--- Information given ---

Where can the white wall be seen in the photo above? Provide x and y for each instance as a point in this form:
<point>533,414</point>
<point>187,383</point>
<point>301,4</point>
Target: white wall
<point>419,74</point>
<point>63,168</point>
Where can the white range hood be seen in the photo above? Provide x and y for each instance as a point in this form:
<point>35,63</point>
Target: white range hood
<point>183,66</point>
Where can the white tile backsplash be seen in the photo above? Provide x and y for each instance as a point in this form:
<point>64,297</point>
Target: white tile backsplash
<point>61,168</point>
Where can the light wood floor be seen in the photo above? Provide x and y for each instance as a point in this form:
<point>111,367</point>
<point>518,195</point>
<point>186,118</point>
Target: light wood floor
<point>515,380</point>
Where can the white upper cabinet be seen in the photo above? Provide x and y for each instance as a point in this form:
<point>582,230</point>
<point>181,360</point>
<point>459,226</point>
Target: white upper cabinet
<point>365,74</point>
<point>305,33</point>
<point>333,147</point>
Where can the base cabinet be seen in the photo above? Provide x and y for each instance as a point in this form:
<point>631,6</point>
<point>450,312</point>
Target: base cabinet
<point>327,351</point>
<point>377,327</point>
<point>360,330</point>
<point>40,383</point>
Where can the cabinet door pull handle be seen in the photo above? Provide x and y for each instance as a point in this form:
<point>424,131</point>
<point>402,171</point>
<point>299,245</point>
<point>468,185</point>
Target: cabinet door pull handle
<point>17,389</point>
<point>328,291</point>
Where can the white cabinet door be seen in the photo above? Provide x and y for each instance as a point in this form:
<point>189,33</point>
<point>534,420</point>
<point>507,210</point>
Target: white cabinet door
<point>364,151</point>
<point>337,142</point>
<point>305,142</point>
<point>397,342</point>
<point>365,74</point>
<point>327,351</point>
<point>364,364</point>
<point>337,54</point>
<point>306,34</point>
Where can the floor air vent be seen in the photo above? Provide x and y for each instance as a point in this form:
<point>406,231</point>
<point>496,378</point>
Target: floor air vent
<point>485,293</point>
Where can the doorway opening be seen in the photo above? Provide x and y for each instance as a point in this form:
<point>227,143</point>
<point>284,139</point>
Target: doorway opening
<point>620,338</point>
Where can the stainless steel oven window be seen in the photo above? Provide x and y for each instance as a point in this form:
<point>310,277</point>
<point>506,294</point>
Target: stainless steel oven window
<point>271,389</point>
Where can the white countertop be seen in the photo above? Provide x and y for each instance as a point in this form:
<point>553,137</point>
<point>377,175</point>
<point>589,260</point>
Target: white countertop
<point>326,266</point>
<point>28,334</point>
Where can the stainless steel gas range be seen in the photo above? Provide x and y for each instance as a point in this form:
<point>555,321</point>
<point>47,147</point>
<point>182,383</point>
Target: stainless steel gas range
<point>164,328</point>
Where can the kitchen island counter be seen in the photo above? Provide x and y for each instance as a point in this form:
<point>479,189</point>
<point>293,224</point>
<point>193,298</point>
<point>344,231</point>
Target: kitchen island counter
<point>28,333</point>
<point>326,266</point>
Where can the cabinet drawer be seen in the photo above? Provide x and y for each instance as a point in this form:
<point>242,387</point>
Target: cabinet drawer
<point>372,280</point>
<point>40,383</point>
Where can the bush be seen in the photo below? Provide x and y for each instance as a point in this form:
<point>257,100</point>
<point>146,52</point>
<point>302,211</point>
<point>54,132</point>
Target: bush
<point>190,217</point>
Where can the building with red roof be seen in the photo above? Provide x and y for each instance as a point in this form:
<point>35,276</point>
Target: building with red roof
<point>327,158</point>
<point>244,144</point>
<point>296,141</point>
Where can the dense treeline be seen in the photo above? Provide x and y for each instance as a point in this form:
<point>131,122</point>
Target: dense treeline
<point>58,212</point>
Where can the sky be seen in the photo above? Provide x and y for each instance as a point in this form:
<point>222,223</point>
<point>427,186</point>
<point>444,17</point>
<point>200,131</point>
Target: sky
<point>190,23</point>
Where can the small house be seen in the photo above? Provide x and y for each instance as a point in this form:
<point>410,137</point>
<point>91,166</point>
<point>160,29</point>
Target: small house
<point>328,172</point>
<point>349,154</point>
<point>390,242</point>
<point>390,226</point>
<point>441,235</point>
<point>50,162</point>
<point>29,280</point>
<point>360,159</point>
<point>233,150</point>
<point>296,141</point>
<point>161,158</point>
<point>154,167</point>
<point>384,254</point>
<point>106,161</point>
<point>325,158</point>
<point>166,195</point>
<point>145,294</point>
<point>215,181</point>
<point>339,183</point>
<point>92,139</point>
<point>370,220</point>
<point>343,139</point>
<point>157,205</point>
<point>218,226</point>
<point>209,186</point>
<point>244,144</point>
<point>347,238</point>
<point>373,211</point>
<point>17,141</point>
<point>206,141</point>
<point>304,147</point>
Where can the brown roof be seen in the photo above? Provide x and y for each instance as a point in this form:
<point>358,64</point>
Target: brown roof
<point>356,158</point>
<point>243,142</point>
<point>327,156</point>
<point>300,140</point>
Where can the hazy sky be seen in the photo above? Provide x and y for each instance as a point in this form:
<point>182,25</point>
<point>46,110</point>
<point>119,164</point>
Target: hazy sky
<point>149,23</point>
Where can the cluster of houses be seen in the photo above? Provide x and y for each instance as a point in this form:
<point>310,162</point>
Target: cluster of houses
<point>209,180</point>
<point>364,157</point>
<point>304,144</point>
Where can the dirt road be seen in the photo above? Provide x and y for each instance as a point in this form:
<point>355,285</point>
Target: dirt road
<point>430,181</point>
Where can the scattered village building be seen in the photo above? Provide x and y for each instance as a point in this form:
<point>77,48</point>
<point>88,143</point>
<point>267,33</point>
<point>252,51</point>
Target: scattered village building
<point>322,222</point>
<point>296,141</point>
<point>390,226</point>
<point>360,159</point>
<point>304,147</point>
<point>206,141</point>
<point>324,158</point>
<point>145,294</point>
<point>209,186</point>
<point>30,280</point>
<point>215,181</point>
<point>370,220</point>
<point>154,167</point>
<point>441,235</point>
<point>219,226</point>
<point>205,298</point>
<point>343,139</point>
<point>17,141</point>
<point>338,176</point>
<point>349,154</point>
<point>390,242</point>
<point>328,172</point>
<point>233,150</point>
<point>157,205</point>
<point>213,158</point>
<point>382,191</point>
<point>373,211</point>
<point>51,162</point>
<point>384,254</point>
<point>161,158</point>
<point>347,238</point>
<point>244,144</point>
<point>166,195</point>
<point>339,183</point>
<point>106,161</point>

---

Required work:
Render everything in the listing above, from the line containing "Where can the hazy" down to the line containing "<point>149,23</point>", as a numbered list, including both of those lines and leaving out any blank ones.

Answer to this exercise:
1. Where can the hazy sky be seen in the photo above? Provide x and y for each instance as a point in this form:
2. <point>182,25</point>
3. <point>46,110</point>
4. <point>119,164</point>
5. Target: hazy sky
6. <point>149,23</point>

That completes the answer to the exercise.